Below are the records. Restate word for word every line from the one that contains "Target: mottled bark texture" through the final line, both included.
----- EXERCISE DATA
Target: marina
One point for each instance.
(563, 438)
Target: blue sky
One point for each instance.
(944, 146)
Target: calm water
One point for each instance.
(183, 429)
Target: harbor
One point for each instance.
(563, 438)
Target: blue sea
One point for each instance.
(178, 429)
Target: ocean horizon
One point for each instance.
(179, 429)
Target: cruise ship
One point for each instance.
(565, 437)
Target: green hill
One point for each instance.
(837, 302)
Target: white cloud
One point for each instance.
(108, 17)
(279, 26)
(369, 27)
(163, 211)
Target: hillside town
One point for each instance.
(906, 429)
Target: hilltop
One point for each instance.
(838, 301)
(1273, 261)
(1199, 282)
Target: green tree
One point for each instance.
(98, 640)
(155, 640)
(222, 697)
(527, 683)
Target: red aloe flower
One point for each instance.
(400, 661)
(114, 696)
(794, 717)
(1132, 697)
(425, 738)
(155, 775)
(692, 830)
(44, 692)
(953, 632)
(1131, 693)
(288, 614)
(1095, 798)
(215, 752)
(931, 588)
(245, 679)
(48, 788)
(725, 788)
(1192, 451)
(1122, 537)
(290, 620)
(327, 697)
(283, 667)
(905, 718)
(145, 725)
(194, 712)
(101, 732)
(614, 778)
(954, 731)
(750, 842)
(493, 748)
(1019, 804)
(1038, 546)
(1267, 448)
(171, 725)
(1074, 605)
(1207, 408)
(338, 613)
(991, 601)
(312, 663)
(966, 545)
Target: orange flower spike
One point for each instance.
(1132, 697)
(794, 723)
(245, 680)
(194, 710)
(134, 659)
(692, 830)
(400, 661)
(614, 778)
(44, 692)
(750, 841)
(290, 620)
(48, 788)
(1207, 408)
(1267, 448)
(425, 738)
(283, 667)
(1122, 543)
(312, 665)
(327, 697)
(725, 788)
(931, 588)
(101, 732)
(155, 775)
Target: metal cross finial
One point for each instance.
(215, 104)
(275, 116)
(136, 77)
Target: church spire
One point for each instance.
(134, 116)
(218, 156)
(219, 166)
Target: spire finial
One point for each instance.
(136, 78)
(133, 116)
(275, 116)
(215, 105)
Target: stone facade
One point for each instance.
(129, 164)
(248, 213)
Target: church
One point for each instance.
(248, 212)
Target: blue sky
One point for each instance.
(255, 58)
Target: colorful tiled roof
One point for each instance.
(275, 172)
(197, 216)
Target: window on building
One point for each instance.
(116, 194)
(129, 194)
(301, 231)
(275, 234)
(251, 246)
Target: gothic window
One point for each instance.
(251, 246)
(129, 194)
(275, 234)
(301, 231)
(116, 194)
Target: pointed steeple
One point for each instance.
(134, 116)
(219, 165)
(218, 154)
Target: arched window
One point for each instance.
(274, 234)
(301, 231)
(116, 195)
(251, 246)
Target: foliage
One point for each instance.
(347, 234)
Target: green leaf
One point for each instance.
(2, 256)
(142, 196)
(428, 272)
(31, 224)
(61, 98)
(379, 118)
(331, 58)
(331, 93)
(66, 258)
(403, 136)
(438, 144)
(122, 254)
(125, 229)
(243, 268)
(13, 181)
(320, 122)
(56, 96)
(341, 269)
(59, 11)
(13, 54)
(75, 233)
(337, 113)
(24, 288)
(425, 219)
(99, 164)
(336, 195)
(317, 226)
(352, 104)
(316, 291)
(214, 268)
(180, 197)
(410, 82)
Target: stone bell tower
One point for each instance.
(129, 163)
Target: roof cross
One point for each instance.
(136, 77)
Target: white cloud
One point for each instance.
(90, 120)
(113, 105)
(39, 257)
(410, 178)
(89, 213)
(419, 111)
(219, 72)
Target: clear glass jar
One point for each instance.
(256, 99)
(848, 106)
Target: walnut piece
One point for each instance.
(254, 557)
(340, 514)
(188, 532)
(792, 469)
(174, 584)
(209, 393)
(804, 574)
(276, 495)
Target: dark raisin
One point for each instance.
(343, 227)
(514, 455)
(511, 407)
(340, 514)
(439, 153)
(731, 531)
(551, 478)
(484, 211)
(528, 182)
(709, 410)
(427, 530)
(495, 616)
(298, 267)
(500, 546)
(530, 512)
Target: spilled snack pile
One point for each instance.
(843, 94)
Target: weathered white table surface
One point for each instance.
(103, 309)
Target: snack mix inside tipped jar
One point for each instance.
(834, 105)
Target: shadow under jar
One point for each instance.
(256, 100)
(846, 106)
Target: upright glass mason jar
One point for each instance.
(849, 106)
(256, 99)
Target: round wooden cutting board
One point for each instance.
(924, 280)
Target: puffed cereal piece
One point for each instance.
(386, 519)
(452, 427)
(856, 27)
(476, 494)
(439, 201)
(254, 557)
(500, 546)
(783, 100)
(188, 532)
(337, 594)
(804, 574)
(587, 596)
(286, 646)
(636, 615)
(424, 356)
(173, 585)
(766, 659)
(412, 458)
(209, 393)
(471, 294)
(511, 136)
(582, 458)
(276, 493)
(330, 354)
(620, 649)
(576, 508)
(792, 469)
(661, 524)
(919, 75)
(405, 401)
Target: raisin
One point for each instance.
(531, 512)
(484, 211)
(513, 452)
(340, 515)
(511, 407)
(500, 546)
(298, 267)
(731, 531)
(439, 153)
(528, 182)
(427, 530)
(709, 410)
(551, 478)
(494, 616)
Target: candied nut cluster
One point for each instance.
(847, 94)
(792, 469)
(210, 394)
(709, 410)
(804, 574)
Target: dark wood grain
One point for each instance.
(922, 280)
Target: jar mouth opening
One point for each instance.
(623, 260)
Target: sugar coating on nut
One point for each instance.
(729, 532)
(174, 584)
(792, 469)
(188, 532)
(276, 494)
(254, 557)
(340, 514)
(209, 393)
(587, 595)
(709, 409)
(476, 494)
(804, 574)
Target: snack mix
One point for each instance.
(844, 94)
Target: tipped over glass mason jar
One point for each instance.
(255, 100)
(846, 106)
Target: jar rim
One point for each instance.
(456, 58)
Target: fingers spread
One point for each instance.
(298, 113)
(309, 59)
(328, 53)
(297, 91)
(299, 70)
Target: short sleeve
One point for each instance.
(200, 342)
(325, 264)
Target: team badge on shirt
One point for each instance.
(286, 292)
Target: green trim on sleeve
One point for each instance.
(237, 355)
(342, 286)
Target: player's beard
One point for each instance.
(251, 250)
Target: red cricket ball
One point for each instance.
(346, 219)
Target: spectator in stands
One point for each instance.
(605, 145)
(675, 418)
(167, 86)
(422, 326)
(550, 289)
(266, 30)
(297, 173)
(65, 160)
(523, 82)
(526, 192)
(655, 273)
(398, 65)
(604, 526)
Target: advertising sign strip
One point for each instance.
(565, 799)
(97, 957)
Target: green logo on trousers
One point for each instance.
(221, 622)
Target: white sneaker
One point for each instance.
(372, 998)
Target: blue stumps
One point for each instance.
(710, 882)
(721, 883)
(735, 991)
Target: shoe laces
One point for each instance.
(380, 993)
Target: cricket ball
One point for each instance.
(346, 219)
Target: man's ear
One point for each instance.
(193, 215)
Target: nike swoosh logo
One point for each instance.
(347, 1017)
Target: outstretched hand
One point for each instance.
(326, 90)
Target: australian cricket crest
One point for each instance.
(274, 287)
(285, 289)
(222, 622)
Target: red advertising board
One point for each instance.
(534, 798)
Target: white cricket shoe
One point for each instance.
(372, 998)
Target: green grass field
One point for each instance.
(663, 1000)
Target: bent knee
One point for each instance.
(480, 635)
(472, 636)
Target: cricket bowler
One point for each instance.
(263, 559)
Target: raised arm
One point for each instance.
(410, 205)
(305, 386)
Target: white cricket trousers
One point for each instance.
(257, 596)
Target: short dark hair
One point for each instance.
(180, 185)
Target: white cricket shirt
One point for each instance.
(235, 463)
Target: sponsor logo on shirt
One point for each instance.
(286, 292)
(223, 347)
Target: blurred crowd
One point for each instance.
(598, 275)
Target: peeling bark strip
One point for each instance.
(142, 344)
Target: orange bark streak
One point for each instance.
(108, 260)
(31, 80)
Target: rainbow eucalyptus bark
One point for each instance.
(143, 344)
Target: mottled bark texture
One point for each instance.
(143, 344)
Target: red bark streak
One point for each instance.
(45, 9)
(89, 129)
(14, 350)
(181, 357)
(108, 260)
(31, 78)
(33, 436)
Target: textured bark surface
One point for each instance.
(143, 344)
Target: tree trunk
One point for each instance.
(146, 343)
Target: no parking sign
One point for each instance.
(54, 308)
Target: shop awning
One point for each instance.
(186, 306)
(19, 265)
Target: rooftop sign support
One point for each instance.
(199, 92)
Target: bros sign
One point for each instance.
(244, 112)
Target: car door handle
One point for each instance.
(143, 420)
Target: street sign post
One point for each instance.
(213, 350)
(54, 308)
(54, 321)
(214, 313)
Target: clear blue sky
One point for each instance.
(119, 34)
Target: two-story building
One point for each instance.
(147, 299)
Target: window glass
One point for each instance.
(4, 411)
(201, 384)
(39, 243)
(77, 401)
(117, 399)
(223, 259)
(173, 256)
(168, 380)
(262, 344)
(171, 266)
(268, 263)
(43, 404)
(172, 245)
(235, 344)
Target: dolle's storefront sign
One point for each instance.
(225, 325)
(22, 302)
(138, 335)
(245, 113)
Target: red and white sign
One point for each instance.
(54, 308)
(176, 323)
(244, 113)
----------
▶ FINISHED EXERCISE
Target: mottled bark texture
One point for each instance.
(143, 344)
Target: red bark streak
One point for each instance.
(45, 9)
(89, 129)
(14, 350)
(181, 357)
(108, 260)
(31, 78)
(33, 436)
Target: textured bark surface
One point for each instance.
(143, 344)
Target: tree trunk
One point for each instance.
(146, 343)
Target: no parking sign
One point for each instance.
(54, 308)
Target: shop awning
One point for each instance.
(186, 306)
(19, 265)
Target: rooftop sign support
One point for each instance.
(199, 92)
Target: bros sign
One point for each instance.
(244, 112)
Target: car door handle
One point for each instance.
(143, 420)
Target: street sign post
One point for each instance.
(213, 350)
(54, 308)
(54, 321)
(214, 313)
Target: clear blue sky
One point for each instance.
(119, 34)
Target: two-story building
One point for each instance.
(147, 299)
Target: window glass
One point for each instance.
(4, 411)
(201, 384)
(39, 243)
(77, 401)
(117, 399)
(223, 259)
(173, 256)
(168, 380)
(262, 344)
(171, 266)
(268, 263)
(43, 404)
(172, 245)
(235, 344)
Target: dolle's storefront sign
One point for each instance.
(225, 325)
(22, 302)
(138, 335)
(245, 113)
Target: red and white sign
One point for each instance.
(54, 308)
(176, 323)
(244, 113)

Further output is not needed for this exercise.